TEXTE EXTRAIT
******************************

Dans un rapport alarmant publié récemment, le Haut Conseil de la Famille de l’Enfance et de l’âge (HCFEA) dresse le constat inquiétant d’une nouvelle génération d’enfants grandissant déconnectée de la nature en France. Selon cette institution placée sous l’autorité du Premier ministre, nos bambins passent de moins en moins de temps en extérieur, au profit d’activités sédentaires et encadrées dans des espaces clos. Une tendance lourde de conséquences pour leur développement et leur rapport à l’environnement.
Des espaces peu accueillants et des peurs multiples
Plusieurs facteurs expliquent ce repli des enfants vers l’intérieur. Tout d’abord, les espaces publics apparaissent peu adaptés et sécurisés pour les plus jeunes. Trottoirs étroits et mal entretenus, absence de commerces ou d’éclairage, omniprésence des véhicules motorisés : autant d’éléments dissuasifs pour les parents. S’ajoute à cela une crainte croissante des mauvaises rencontres et des accidents, poussant à privilégier la voiture sur les trajets quotidiens.
Par ailleurs, les réglementations restreignent souvent les possibilités de jeu et d’exploration en extérieur, pourtant essentielles au développement de l’enfant. Normes, interdictions diverses, et une volonté de supprimer tout risque conduisent à des aménagements aseptisés et minéraux, comme l’illustre l’anecdote de cette école qui a préféré un parking à un parc par peur des seringues et toxicomanes.
Une “culture de la chambre” renforcée par le Covid
La crise sanitaire a accentué cette tendance à “l’enfermement”. Confinements, fermetures d’écoles, restrictions de déplacement : les bambins ont passé des mois coupés de l’extérieur. Une “culture de la chambre” s’est ainsi développée, où amitiés et distractions passent par les écrans. Un mode de vie sédentaire aux multiples conséquences néfastes:
- Manque d’activité physique et risque d’obésité
- Huis clos favorisant les tensions familiales
- Perte de lien social et intergénérationnel
- Problèmes de santé mentale
- Consommation excessive des écrans
Selon une étude du Lancet, la France se classe au 22ème rang sur 25 pays riches en termes d’activité physique des 11-17 ans. Une sédentarité aux lourdes conséquences sur la santé des jeunes générations.

******************************

LES DONNÉES
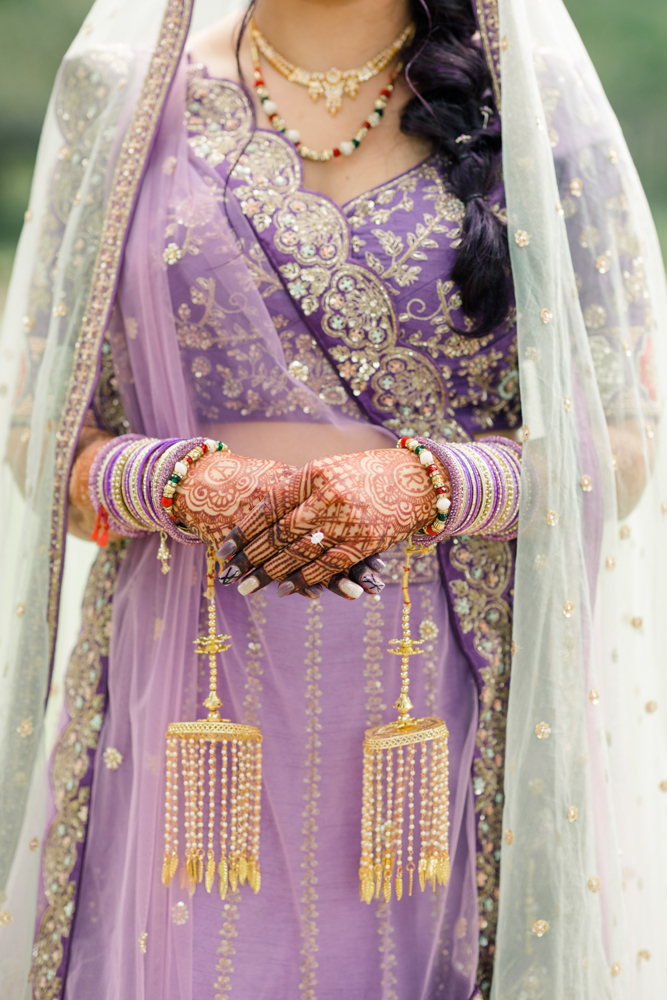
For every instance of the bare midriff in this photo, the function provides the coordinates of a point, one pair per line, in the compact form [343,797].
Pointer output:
[297,443]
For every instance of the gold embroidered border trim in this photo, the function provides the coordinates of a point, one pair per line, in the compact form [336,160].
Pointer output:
[482,608]
[129,169]
[70,775]
[489,29]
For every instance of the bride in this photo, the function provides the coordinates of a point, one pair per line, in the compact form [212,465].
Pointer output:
[304,288]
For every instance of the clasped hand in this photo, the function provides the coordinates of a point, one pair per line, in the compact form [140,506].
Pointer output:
[321,525]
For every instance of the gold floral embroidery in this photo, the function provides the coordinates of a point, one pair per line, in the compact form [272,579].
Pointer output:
[374,658]
[254,655]
[402,250]
[428,633]
[71,763]
[309,930]
[482,609]
[487,17]
[356,301]
[128,173]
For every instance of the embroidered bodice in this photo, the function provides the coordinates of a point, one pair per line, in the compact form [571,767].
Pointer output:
[361,295]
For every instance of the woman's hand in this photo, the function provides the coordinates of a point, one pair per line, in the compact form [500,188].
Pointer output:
[81,514]
[220,489]
[327,517]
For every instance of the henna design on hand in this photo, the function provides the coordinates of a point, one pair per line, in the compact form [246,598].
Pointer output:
[221,488]
[362,504]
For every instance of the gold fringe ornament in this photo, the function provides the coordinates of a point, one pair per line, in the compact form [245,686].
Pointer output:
[391,753]
[235,798]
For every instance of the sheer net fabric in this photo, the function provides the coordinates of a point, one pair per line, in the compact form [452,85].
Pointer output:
[585,808]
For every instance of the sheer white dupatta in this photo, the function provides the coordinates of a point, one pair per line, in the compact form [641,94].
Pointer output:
[584,873]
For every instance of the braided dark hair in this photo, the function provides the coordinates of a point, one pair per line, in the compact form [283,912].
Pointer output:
[448,73]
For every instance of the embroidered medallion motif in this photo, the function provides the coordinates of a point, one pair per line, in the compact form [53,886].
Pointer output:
[71,775]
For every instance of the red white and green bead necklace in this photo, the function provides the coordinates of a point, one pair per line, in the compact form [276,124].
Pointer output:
[345,148]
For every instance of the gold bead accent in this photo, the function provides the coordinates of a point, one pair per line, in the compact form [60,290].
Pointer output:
[334,83]
[112,758]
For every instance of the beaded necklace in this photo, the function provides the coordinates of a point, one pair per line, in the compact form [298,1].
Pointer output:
[345,148]
[333,84]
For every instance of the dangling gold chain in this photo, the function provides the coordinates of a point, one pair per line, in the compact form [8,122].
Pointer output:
[333,84]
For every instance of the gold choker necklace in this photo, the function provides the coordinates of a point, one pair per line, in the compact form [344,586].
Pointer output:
[333,84]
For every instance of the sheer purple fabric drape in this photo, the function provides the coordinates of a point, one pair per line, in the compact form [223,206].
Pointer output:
[306,933]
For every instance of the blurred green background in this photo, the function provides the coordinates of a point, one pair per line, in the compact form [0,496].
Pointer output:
[627,40]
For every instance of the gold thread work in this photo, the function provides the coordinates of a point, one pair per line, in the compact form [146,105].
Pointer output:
[389,773]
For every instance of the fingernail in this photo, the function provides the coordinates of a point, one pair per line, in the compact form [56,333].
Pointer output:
[227,549]
[248,586]
[229,574]
[350,589]
[372,583]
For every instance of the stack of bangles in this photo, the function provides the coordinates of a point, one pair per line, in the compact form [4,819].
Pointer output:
[485,479]
[132,484]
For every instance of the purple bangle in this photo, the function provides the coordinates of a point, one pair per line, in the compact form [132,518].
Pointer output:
[158,484]
[98,461]
[145,478]
[498,492]
[509,453]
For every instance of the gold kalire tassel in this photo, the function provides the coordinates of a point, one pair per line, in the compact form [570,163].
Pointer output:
[390,761]
[235,799]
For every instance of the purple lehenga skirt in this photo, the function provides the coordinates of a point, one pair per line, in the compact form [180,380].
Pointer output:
[314,675]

******************************

CONSIGNE 1
Dans le texte sur les enfants déconnectés de la nature, quel rang la France occupe-t-elle pour l'activité physique des 11-17 ans d'après l'étude du Lancet ?
CONSIGNE 2
Reprenez le texte sur les enfants déconnectés de la nature à partir de l'endroit où il s'arrête.
Les items n'ont aucun rôle à jouer ici.

RÉSULTAT DE L'EXERCICE 1
La France se classe au 22ème rang sur 25 pays riches.

RÉSULTAT DE L'EXERCICE 2
Le risque d’une “amnésie environnementale”
Au-delà de l’impact immédiat sur leur bien-être, cette coupure de la nature pourrait rendre les enfants moins sensibles aux enjeux écologiques. Le HCFEA évoque le spectre d’une “extinction de l’expérience de la nature” ou “amnésie environnementale”. Difficile en effet de se soucier de ce qu’on ne connaît pas, ou si peu.
Pour la présidente du HCFEA, Sylviane Giampino, le contraste est saisissant avec les générations précédentes :
Il y a une génération, on se félicitait de sortir les enfants et on leur proposait de fréquenter camarades et voisins dehors. Aujourd’hui, quand ils sont en extérieur, on tend à la voir comme délaissés ou en danger.
Sylviane Giampino, présidente du HCFEA
Des villes à hauteur d’enfant
Face à ce constat, le Haut Conseil formule plusieurs recommandations pour “ouvrir la ville aux enfants” et recense des initiatives inspirantes en France et à l’étranger :
- Développer parcs, jardins partagés et espaces naturels en ville
- Végétaliser les cours d’école
- Concevoir des environnements favorables à la promenade, au jeu, aux rencontres
- Rendre un espace vert accessible à 15 min à pied de chaque enfant
Autant de pistes pour réconcilier les nouvelles générations avec le vivant qui les entoure. Car c’est aussi en retissant ce lien vital avec la nature qu’on préparera les citoyens et citoyennes de demain, conscients des défis environnementaux qui les attendent. La lutte contre le dérèglement climatique passe aussi par les cours de récré.